» **WHAT IS NEEDED**
Count how many of the lines below contain the string "sign", treating uppercase and lowercase as different. Reply with the number alone.

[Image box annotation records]
——————————

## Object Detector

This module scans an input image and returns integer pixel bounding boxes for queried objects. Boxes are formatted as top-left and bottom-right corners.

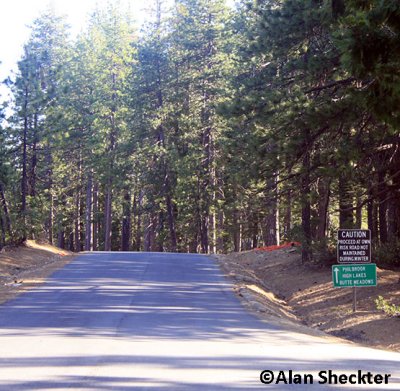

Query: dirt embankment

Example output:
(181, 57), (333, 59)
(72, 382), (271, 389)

(218, 248), (400, 351)
(0, 240), (74, 304)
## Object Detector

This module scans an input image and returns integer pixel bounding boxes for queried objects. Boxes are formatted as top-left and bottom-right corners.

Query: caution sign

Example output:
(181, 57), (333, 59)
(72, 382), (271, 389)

(337, 229), (371, 263)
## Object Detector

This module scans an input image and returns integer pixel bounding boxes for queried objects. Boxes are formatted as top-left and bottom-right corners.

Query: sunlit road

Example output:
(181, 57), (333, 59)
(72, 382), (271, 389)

(0, 253), (400, 391)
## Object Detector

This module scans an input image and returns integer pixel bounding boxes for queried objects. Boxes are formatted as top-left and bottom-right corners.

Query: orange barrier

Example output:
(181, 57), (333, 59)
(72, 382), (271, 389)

(254, 242), (301, 251)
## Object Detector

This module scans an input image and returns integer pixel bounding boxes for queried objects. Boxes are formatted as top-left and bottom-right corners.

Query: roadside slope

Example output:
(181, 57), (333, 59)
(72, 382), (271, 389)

(0, 240), (74, 304)
(218, 248), (400, 351)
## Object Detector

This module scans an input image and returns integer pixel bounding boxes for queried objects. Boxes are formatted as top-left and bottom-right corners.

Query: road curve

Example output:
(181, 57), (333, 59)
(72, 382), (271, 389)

(0, 253), (400, 391)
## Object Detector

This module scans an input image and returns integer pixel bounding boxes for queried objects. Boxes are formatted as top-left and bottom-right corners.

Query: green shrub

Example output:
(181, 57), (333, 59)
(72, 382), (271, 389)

(374, 239), (400, 266)
(375, 296), (400, 317)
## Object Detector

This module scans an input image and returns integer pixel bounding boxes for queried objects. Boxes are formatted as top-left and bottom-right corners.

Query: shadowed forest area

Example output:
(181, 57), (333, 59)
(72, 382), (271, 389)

(0, 0), (400, 264)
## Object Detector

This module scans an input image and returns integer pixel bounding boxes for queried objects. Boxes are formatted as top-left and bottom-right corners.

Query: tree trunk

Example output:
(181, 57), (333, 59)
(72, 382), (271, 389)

(378, 172), (388, 243)
(233, 209), (242, 252)
(338, 172), (354, 229)
(21, 87), (29, 240)
(121, 190), (131, 251)
(284, 189), (293, 240)
(0, 182), (12, 239)
(27, 113), (39, 197)
(315, 178), (331, 241)
(74, 189), (81, 252)
(104, 183), (112, 251)
(301, 129), (312, 263)
(85, 171), (93, 251)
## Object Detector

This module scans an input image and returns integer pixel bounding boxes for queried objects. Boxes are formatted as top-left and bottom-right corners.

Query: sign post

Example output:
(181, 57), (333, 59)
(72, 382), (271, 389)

(332, 229), (377, 312)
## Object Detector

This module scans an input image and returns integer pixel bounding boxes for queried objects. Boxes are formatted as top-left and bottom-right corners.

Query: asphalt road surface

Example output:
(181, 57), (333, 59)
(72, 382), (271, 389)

(0, 253), (400, 391)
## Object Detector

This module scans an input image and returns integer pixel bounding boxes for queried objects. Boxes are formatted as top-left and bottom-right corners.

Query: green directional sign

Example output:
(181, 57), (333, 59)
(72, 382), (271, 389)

(332, 263), (376, 288)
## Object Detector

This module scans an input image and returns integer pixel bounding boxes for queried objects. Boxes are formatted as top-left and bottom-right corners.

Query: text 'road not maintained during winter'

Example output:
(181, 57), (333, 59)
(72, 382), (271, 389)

(260, 369), (391, 385)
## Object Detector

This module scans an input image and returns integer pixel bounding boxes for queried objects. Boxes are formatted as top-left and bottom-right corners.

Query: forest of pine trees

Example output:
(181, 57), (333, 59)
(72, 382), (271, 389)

(0, 0), (400, 263)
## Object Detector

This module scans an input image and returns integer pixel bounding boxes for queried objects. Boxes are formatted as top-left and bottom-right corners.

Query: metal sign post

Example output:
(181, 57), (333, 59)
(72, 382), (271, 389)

(332, 229), (377, 312)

——————————

» **TASK SOLUTION**
4